Give back exactly the lines of the material below that start at the line containing "For each <instance>, write" and end at the line containing "positive clicks: (319, 271)", and no others.

[STORED DATA — start]

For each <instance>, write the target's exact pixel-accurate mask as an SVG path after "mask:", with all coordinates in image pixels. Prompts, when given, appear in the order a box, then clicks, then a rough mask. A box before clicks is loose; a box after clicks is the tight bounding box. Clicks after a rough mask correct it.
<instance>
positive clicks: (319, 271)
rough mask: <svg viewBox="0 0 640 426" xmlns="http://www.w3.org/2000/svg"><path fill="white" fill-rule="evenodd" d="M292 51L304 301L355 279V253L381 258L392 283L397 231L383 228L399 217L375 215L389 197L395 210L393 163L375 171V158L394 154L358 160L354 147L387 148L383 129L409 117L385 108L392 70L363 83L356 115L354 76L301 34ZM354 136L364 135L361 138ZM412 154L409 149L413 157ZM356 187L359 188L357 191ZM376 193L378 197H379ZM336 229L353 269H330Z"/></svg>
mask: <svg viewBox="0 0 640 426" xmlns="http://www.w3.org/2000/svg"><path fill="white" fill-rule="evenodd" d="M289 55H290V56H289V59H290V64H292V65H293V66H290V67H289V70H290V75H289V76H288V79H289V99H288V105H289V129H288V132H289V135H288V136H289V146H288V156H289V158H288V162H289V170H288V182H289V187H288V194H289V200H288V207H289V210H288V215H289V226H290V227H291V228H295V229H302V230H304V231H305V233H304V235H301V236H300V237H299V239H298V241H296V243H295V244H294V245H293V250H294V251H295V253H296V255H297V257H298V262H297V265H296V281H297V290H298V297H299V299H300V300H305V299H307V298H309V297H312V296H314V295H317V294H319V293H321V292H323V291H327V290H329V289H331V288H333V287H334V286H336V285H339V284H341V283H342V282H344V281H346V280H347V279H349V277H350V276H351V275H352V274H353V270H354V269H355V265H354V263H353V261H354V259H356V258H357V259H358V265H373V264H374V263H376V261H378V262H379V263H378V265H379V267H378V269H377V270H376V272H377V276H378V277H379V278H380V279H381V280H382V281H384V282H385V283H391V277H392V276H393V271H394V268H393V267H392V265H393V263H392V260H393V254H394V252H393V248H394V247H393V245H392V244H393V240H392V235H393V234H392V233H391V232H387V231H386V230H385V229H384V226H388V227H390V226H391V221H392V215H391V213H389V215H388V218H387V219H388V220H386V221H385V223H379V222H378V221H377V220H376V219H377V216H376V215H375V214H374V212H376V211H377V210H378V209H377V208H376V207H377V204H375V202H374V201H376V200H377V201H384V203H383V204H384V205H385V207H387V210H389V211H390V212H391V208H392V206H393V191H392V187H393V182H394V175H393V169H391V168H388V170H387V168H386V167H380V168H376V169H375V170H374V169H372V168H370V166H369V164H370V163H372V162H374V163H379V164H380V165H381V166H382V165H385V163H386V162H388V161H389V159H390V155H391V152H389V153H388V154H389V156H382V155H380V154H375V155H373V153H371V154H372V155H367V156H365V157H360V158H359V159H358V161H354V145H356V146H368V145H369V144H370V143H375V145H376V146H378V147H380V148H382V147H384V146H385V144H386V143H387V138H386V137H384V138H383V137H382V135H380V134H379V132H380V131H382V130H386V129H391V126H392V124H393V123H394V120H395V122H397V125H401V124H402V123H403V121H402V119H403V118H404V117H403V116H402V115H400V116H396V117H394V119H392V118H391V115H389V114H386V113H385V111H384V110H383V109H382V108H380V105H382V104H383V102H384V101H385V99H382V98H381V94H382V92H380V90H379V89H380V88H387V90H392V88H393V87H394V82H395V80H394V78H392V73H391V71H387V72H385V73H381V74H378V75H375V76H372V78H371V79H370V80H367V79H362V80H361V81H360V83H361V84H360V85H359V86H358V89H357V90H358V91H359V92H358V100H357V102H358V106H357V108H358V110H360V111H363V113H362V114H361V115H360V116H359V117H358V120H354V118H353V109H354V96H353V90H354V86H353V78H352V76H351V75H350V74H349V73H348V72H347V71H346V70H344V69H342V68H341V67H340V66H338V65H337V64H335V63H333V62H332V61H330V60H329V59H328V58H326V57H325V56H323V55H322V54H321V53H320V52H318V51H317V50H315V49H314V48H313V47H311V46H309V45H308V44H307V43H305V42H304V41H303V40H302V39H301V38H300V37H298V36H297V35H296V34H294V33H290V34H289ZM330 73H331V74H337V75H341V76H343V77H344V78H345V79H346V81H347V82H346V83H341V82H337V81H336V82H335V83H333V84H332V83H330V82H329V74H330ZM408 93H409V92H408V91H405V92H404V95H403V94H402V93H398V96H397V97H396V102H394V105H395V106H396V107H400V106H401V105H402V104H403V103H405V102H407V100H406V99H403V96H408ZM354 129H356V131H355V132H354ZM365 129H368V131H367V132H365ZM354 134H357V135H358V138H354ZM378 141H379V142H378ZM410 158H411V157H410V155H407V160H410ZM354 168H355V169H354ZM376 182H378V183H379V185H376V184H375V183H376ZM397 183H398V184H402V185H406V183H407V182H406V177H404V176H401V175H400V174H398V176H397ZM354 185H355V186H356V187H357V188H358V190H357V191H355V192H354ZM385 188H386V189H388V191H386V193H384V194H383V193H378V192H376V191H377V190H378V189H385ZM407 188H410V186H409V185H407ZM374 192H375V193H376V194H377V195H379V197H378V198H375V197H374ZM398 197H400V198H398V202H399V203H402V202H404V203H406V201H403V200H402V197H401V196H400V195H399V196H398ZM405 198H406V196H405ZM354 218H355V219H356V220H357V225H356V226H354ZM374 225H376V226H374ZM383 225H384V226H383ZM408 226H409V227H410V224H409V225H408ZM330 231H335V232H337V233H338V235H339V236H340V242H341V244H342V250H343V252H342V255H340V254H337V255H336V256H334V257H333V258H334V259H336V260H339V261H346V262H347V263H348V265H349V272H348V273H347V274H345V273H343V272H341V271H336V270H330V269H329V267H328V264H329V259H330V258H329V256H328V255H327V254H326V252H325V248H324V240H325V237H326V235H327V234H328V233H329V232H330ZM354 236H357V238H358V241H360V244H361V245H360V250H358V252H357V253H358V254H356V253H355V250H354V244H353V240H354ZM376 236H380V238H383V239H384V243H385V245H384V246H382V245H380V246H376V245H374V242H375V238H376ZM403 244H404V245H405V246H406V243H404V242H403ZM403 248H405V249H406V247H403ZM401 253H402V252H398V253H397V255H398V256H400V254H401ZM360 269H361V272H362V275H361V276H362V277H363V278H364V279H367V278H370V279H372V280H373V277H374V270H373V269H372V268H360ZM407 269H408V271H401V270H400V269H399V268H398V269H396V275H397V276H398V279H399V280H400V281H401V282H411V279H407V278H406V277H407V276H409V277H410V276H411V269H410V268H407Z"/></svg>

[STORED DATA — finish]
[STORED DATA — start]

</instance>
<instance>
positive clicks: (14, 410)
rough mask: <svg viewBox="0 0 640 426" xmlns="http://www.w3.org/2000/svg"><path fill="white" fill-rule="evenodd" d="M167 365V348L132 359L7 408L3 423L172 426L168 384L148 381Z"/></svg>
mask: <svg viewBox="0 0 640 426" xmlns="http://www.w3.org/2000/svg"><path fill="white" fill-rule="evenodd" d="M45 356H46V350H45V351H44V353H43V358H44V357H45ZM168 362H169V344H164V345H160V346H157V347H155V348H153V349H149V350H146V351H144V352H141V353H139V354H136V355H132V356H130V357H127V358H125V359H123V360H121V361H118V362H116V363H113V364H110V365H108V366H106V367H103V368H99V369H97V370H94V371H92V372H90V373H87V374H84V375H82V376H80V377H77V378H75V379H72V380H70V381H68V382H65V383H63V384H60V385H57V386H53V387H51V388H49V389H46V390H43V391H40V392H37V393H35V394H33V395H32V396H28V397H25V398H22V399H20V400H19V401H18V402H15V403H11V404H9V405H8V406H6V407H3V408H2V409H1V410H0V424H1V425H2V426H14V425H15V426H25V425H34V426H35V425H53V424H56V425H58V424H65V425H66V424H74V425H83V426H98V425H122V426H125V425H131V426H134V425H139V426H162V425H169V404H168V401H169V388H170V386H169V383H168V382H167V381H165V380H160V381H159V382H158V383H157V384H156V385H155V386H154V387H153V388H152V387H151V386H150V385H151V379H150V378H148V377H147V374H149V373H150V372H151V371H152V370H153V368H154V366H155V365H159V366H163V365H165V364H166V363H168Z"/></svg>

[STORED DATA — finish]
[STORED DATA — start]

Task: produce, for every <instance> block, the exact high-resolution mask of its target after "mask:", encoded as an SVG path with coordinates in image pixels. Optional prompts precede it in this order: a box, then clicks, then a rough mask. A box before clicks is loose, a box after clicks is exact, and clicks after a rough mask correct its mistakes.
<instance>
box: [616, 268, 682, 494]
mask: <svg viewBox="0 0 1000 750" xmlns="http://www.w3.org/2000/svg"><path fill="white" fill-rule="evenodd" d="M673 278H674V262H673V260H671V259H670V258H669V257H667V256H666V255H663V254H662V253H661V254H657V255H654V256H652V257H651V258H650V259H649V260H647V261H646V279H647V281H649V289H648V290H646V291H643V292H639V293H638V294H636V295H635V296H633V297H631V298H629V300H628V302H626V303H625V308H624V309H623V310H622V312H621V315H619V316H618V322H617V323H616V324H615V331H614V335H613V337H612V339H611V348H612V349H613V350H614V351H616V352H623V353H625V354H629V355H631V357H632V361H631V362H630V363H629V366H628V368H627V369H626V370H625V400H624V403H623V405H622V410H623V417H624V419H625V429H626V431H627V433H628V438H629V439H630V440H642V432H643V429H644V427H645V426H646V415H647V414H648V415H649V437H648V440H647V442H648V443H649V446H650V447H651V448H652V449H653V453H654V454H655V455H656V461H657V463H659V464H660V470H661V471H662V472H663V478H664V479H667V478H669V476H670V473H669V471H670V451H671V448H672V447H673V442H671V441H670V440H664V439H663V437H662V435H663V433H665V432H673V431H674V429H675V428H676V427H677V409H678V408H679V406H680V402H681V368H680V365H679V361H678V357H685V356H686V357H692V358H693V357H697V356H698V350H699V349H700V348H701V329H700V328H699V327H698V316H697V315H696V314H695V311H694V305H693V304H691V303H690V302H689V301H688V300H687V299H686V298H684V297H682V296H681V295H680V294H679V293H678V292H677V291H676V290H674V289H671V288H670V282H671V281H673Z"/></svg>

[STORED DATA — finish]

YOUR SOLUTION:
For each <instance>, write the target's exact pixel-accurate mask as an SVG path after "mask:", with all coordinates in image pixels. Prompts, when given, appear in the order a box, then clicks, then a rough mask. A box before clicks is loose; a box after clicks is the tight bounding box. Clicks after a rough mask correct it.
<instance>
positive clicks: (319, 271)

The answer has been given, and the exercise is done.